* Exercise details
Each entry should be quoted word for word, including every mark of punctuation.

* Input records
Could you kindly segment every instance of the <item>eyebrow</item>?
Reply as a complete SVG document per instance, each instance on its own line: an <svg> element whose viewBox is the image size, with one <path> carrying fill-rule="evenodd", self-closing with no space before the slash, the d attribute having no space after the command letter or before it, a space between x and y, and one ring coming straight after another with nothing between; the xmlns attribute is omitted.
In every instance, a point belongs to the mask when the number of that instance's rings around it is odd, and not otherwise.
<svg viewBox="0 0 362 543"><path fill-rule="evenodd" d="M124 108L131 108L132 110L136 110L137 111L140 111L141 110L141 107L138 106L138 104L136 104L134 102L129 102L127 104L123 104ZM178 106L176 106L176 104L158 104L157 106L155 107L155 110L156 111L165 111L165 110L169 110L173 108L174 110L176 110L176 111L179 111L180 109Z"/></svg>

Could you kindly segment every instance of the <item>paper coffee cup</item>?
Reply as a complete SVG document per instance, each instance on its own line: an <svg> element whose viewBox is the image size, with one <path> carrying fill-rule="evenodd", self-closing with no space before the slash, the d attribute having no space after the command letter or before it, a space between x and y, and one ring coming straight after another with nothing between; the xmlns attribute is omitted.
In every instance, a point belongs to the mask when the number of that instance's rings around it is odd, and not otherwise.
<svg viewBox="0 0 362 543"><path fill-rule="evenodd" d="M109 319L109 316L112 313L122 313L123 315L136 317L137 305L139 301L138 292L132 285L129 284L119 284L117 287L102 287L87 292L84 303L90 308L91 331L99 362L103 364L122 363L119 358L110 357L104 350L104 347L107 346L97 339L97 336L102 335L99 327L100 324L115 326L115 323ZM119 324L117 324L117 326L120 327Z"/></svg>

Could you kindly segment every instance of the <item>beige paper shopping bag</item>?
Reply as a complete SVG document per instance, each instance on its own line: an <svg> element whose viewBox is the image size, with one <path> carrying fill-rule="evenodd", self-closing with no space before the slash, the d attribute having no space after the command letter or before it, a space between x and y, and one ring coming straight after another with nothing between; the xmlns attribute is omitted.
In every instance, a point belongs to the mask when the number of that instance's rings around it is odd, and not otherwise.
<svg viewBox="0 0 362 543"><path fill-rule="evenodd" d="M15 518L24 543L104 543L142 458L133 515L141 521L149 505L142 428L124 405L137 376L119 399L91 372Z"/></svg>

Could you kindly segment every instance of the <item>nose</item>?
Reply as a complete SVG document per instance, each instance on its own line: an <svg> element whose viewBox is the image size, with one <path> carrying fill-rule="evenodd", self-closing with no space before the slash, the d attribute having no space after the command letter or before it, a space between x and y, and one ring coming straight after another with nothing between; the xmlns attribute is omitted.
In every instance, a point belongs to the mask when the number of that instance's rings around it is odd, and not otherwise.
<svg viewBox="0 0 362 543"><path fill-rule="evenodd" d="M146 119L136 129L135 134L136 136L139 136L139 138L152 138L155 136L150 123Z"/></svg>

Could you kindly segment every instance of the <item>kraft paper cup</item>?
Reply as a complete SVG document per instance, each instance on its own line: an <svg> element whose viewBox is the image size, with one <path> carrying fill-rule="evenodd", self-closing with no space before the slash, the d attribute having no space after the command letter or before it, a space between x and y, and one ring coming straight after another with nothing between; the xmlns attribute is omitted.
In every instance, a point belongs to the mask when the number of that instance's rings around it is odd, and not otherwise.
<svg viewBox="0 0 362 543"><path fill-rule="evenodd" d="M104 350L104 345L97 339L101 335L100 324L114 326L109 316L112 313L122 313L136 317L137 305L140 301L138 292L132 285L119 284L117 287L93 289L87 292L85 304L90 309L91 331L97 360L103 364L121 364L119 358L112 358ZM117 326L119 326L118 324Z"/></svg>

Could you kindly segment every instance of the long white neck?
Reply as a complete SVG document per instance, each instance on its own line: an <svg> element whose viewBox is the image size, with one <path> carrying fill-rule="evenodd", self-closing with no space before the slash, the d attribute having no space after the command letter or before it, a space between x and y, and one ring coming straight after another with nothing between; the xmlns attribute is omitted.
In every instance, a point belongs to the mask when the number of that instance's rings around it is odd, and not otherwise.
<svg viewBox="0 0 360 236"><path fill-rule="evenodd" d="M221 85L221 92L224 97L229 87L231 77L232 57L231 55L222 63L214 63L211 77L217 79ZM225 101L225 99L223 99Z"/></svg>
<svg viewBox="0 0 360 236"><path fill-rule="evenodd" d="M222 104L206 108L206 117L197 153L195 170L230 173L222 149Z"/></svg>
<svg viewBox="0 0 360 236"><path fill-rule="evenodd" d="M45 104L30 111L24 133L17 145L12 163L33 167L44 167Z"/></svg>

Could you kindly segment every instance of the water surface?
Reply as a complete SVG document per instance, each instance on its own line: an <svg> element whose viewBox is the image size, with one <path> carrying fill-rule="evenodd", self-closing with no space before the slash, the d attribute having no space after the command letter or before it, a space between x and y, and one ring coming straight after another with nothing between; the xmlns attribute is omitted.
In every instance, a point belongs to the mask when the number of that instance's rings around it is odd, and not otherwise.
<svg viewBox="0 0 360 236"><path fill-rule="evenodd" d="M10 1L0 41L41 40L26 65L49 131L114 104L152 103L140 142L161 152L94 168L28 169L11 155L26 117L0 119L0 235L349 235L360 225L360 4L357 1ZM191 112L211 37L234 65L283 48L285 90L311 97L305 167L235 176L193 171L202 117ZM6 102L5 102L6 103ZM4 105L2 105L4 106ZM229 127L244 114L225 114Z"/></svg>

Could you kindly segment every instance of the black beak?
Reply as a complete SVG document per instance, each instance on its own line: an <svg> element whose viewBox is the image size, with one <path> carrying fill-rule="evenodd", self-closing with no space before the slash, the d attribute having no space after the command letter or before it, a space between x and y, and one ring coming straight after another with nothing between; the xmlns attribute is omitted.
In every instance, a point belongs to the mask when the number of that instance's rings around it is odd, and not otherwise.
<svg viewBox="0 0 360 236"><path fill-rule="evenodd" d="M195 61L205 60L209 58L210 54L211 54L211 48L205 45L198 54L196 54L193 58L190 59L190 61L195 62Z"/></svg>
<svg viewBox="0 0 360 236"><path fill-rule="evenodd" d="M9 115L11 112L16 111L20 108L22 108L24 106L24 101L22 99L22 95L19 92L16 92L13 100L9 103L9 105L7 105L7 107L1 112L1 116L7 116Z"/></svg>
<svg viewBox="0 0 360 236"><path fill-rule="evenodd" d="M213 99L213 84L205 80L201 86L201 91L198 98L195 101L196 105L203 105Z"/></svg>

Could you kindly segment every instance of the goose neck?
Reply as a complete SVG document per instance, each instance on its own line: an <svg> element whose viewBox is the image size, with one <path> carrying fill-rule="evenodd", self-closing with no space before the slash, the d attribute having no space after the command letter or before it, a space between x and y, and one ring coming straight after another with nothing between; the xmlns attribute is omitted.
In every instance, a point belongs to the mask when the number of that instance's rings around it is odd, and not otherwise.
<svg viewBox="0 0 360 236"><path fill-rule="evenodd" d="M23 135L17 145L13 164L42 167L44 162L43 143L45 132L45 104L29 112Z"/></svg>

* Correct response
Could you kindly segment every instance of the <item>eyebrow</item>?
Reply as a complete SVG document per instance, each instance on its own line: an <svg> element whose viewBox is the image size, with one <path> carrying fill-rule="evenodd", self-closing with no space before the slash, the d attribute having no space after the command letter or before it, a space between x and y, and one ring coming straight after another with nothing between; the xmlns attribute is omitted.
In every instance, a point belongs to the mask when the number of that instance's rings around it is odd, and not otherwise.
<svg viewBox="0 0 362 543"><path fill-rule="evenodd" d="M124 108L131 108L132 110L136 110L137 111L140 111L141 110L141 107L138 106L138 104L136 104L134 102L129 102L127 104L123 104ZM178 106L176 106L176 104L158 104L157 106L155 107L155 110L156 111L165 111L165 110L169 110L173 108L174 110L176 110L176 111L179 111L180 109Z"/></svg>

Could you kindly segment every instance of the <item>paper coffee cup</item>?
Reply as a complete SVG document per instance, each instance on its own line: an <svg> element whose viewBox is the image size, with one <path> carrying fill-rule="evenodd", self-closing with no space before the slash, the d attribute having no space after the command letter or before it, a space between x and y, and one ring coming straight after another with nothing between; the xmlns attribute is omitted.
In every instance, a point belongs to the mask when the number of that instance's rings around it is odd, and not otherwise.
<svg viewBox="0 0 362 543"><path fill-rule="evenodd" d="M109 319L109 316L112 313L122 313L123 315L136 317L137 305L139 301L138 292L132 285L129 284L119 284L117 287L102 287L87 292L84 303L90 308L91 331L99 362L103 364L122 363L119 358L110 357L104 350L104 347L107 346L97 339L97 336L102 335L99 327L100 324L115 326L115 323ZM119 324L117 324L117 326L120 327Z"/></svg>

Could you kindly segment every instance of the <item>beige paper shopping bag</item>?
Reply as a complete SVG document per instance, each instance on its own line: an <svg> element whose viewBox is the image size, with one <path> carrying fill-rule="evenodd", self-closing with no space before the slash, the d attribute having no space after the command letter or before it, a space between x and y, and one ring coming straight after another with nothing between; the xmlns attribute is omitted.
In every instance, a point belongs to the mask when the number of that instance's rings around it is odd, and not otherwise.
<svg viewBox="0 0 362 543"><path fill-rule="evenodd" d="M15 518L24 543L104 543L142 458L133 515L141 521L149 505L142 428L124 405L137 376L119 399L91 372Z"/></svg>

Could you kindly segment every instance of the <item>nose</item>?
Reply as a complete SVG document per instance, each instance on its own line: an <svg> element whose viewBox is the image size, with one <path> carrying fill-rule="evenodd", self-closing with no space before the slash, the d attribute having no space after the command letter or before it, a space between x and y, and one ring coming straight after another with nothing between; the xmlns attribute is omitted.
In every instance, a point belongs to the mask when the number of that instance's rings around it is odd, and not otherwise.
<svg viewBox="0 0 362 543"><path fill-rule="evenodd" d="M146 119L136 129L135 134L136 136L139 136L139 138L152 138L155 136L150 123Z"/></svg>

Could you kindly segment every instance of the <item>kraft paper cup</item>?
Reply as a complete SVG document per instance, each instance on its own line: an <svg> element whose viewBox is the image size, with one <path> carrying fill-rule="evenodd", self-closing with no space before the slash, the d attribute having no space after the command letter or before it, a space between x and y, and one ring coming straight after another with nothing between; the xmlns attribute is omitted.
In every instance, a point belongs to the mask when the number of that instance's rings around it is odd, and not otherwise.
<svg viewBox="0 0 362 543"><path fill-rule="evenodd" d="M104 350L104 345L97 339L101 335L100 324L114 326L109 316L112 313L122 313L136 317L137 305L140 301L138 292L132 285L119 284L117 287L93 289L87 292L85 304L90 309L91 331L97 360L103 364L121 364L119 358L112 358ZM117 326L119 326L118 324Z"/></svg>

Could you kindly segment every instance of the long white neck?
Reply as a complete SVG document per instance, each instance on its own line: an <svg> element whose viewBox is the image size, with one <path> carrying fill-rule="evenodd", self-closing with no space before the slash, the d attribute having no space after the command letter or before it, a space between x and y, and one ring coming straight after another with nothing between; the xmlns attribute is omitted.
In every instance, a point belongs to the mask when the number of that instance's rings around it is odd, and not otherwise.
<svg viewBox="0 0 360 236"><path fill-rule="evenodd" d="M221 85L221 92L224 97L229 87L231 77L232 57L231 55L222 63L214 63L211 77L217 79ZM225 101L225 99L223 99Z"/></svg>
<svg viewBox="0 0 360 236"><path fill-rule="evenodd" d="M222 104L206 108L206 117L197 153L195 170L230 173L222 149Z"/></svg>
<svg viewBox="0 0 360 236"><path fill-rule="evenodd" d="M45 104L30 111L24 133L17 145L12 163L33 167L44 167Z"/></svg>

Could you kindly segment every instance of the water surface?
Reply as a complete SVG document per instance, each instance on its own line: an <svg> element whose viewBox is the image size, with one <path> carrying fill-rule="evenodd", self-closing with no space before the slash, the d attribute having no space after the command letter or before it, a space between x and y, and one ring coming straight after another with nothing between; the xmlns attribute is omitted.
In every instance, a point belongs to the mask when the number of that instance's rings around it is odd, and not otherwise.
<svg viewBox="0 0 360 236"><path fill-rule="evenodd" d="M10 1L0 41L41 40L26 65L49 131L114 104L152 103L140 142L161 152L94 168L28 169L11 155L26 117L0 119L0 235L349 235L360 225L360 4L357 1ZM191 112L211 37L234 65L283 48L285 90L311 97L305 167L235 176L193 171L202 117ZM6 102L5 102L6 103ZM4 105L2 105L4 106ZM229 127L244 114L225 114Z"/></svg>

Could you kindly segment every instance of the black beak?
Reply as a complete SVG document per instance, each instance on its own line: an <svg> element whose viewBox is the image size, with one <path> carrying fill-rule="evenodd", self-closing with no space before the slash, the d attribute having no space after the command letter or before it, a space between x and y, and one ring coming straight after another with nothing between; the xmlns attribute is omitted.
In every instance, a point belongs to the mask when the number of that instance's rings around it is odd, and not otherwise.
<svg viewBox="0 0 360 236"><path fill-rule="evenodd" d="M195 61L205 60L209 58L210 54L211 54L211 48L205 45L198 54L196 54L193 58L190 59L190 61L195 62Z"/></svg>
<svg viewBox="0 0 360 236"><path fill-rule="evenodd" d="M9 115L11 112L16 111L20 108L22 108L24 106L24 101L22 99L22 95L19 92L16 92L13 100L9 103L9 105L7 105L7 107L1 112L1 116L7 116Z"/></svg>
<svg viewBox="0 0 360 236"><path fill-rule="evenodd" d="M213 99L213 84L205 80L201 86L201 91L198 98L195 101L196 105L203 105Z"/></svg>

Could you kindly segment every instance of the goose neck?
Reply as a complete SVG document per instance, each instance on its own line: an <svg> element whose viewBox is the image size, with one <path> carrying fill-rule="evenodd", self-closing with no space before the slash, the d attribute having no space after the command letter or before it, a space between x and y, and one ring coming straight after another with nothing between; the xmlns attribute is omitted.
In every instance, a point belongs to the mask when the number of that instance's rings around it is odd, and not otherwise.
<svg viewBox="0 0 360 236"><path fill-rule="evenodd" d="M23 135L17 145L13 164L42 167L44 162L43 143L45 132L45 104L29 112Z"/></svg>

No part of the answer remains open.